SELECTED EXCERPT:
At Fluxion, we’re passionate about delivering cell-based and cell-free solutions that facilitate the transformation of research discoveries into new ways to diagnose and treat patients. By characterizing molecular and cellular mechanisms of disease, Fluxion’s platforms help bridge the translational medicine gap, enabling rapid advances in disease research, drug discovery, and the development of diagnostic tests.
As we go through our lives, we spend a third of that time sleeping. Although this time does not amass to anything consciously productive, it is a crucial time for the proper recovery and relaxation of our bodies. Without sleep, we spend our waking hours in a state where our productivity is less than optimal (no matter what a college student cramming for an exam would tell you).
This blog looks at some of the factors that can affect this crucial period of our lives and how it can be positively or negatively modulated.
How Do We Define Sleep?
If you ever wore a fitness watch with sleep tracking capabilities to bed, you may see something akin to the graph below.
Your body cycles between four different categories of sleep: Awake, Light (stages 1 and 2), Deep (stage 3), and REM (or Rapid Eye Movement). During REM sleep, which happens multiple times at night, we tend to dream.
Most sleep trackers will give you the time you slept, and even analyze if your sleep was good or not. However, the ultimate judge of this activity is our attentiveness and energy the next day.
Alcohol and Acute Insomnia
Insomnia is simply the inability to fall or to stay asleep. As some of us may know from prior experience (again most likely in college), drinking too much alcohol can have a sedative effect. So if acute insomnia hits, we may be tempted to get that nice old bourbon out with the hope that a glass would make us fall asleep faster. This is partly true - but there is a caveat. Your sleep stages may be disrupted depending on what time you drink. Alcohol can make us fall to sleep faster, even taking us to stage 3, but at the detriment of REM sleep.
Once the alcohol starts to wear off, we end up with an increase in REM sleep (also known as REM rebound). Although dreaming is very subjective, it has been reported in some circles that dreams after consuming a lot of alcohol can be "interesting".
So What is Happening at the Molecular Level?
Alcohol, as well as various prescribed sleeping pills such as Valium, Xanax, Ambien, and Lunesta, act on a very crucial ion channels in the brain known as gamma-aminobutyric acid receptors (GABA Receptors).
These receptors act as the primary inhibitory mechanism in nervous system. When activated by the neurotransmitter GABA, they act by "relaxing the nerves," allowing the body to fall asleep. Sedatives such as alcohol and sleeping pills enhance the activity of GABA receptors, facilitating entry into sleep.
However, these sedatives can also be habit-forming. This is well attributed to alcohol and benzodiazepine-based drugs such as Valium and Xanax, which have several other side effects beyond the scope of this blog.

PROBLEM TO SOLVE:
Please continue the blog post on sleep and alcohol, starting right after its final sentence. The records after this point are not needed.

PROVIDED MATERIAL:
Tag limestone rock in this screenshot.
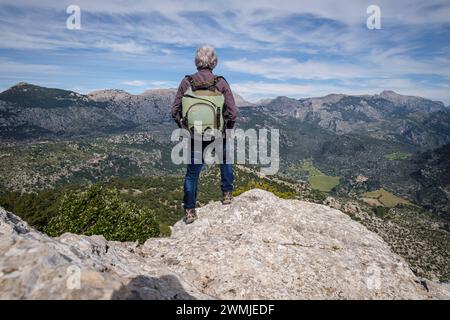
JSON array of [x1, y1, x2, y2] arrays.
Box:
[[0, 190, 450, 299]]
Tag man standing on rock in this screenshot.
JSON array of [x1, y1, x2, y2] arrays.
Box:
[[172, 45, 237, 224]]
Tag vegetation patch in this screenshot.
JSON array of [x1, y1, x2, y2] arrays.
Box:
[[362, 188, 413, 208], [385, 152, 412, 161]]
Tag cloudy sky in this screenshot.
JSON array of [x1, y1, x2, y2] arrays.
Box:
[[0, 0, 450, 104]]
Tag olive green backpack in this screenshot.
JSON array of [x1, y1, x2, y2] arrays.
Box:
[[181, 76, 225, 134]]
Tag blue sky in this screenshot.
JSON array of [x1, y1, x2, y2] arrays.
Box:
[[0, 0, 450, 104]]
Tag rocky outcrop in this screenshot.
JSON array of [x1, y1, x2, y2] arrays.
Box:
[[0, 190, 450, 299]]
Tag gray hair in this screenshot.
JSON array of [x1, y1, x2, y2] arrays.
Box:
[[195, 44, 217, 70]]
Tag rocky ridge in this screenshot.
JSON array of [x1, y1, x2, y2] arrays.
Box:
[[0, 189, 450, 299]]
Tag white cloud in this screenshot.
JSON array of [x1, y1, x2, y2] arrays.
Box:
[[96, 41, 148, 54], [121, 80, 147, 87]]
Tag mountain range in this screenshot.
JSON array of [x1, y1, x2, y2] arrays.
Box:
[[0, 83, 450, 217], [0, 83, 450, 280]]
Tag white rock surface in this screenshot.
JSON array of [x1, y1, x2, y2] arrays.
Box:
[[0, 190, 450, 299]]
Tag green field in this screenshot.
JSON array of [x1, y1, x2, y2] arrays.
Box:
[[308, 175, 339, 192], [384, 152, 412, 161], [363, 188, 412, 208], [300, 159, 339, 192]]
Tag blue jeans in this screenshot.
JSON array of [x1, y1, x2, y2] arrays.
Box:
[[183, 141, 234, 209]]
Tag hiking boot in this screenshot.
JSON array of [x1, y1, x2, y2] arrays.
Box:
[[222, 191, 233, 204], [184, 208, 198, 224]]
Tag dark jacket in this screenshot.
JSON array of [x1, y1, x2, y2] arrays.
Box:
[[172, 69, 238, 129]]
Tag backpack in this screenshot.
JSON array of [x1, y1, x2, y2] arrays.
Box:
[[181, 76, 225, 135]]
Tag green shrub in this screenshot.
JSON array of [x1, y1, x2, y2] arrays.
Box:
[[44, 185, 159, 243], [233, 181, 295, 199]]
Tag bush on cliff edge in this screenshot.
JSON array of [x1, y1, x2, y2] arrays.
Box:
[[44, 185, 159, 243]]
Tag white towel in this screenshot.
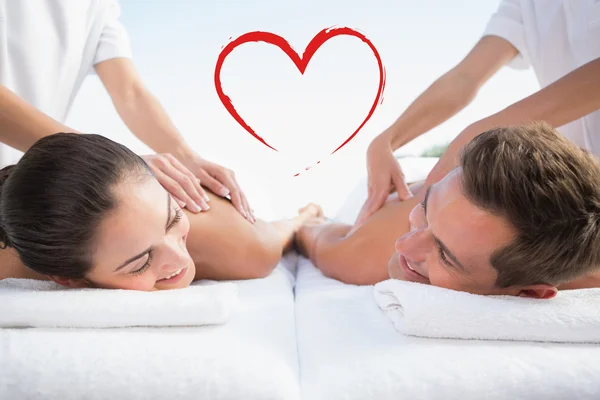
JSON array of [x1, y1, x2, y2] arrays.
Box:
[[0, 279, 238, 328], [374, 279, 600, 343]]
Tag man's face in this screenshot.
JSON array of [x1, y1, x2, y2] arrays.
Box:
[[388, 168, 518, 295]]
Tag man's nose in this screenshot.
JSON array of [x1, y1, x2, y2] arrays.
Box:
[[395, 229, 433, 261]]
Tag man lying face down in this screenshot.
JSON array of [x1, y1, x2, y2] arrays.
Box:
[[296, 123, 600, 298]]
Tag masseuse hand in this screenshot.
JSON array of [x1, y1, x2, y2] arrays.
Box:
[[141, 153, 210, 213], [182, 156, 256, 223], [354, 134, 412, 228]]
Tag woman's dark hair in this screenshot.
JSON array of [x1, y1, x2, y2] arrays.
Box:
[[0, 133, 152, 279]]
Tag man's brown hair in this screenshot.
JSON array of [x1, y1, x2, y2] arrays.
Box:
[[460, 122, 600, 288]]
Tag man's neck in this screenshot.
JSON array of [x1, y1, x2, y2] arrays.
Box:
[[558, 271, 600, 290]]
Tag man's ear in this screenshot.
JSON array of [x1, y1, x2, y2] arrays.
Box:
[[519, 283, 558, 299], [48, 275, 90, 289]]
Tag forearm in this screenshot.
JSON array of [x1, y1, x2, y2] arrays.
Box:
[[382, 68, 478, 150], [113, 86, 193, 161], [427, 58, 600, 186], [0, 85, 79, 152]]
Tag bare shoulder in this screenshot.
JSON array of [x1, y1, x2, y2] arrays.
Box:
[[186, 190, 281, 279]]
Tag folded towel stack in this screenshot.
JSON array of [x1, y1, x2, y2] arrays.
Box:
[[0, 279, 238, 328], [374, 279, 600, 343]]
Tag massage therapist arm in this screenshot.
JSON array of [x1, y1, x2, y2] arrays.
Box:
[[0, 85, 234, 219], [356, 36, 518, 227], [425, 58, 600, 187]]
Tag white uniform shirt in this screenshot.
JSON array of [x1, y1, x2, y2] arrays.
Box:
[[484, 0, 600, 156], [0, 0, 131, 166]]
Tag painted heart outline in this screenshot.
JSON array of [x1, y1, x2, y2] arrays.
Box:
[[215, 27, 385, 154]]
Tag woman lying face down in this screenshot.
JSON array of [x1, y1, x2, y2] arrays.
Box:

RESULT:
Modulation of the GABA Receptors
When a drug enhances the effect of a receptor, it is acting as a positive modulator. Alcohol and most sedatives fall into this class, but so do simple aromatics such as lavender.
Lavender essential oil contains a fragrance component called linalool, which likely acts on the GABA receptors by mildly enhancing their activity. Because of this, lavender can also slightly affect our REM sleep. Anything that positively enhances your GABA receptors can make you relaxed and eventually groggy.
Over-activation of GABA Receptors
Sometimes too much of a good thing is a bad thing. Idiopathic hypersomnia is a disease that causes excessive daytime sleepiness even after a good night sleep. Patients feel that sleep is not restoring their levels of attentiveness, and report that they feel as if they are "in a fog." They may have great difficulty waking up from sleep or naps, feeling that their sleep was not productive to their wellbeing.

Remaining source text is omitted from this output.